Work to be completed — Starting with the first line, output the data exactly through to the end.

Dataset excerpts —
__________

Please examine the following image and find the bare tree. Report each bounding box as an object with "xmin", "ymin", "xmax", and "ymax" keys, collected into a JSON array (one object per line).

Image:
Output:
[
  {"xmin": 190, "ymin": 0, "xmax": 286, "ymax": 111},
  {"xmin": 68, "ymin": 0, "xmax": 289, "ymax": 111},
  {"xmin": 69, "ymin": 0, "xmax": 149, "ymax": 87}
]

__________

Answer box —
Please examine the following image and find the bare tree. Report each bounding box as an object with "xmin", "ymin", "xmax", and "ymax" keys, collected into a JSON array (one object per line).

Image:
Output:
[
  {"xmin": 190, "ymin": 0, "xmax": 286, "ymax": 111},
  {"xmin": 68, "ymin": 0, "xmax": 289, "ymax": 111},
  {"xmin": 69, "ymin": 0, "xmax": 149, "ymax": 87}
]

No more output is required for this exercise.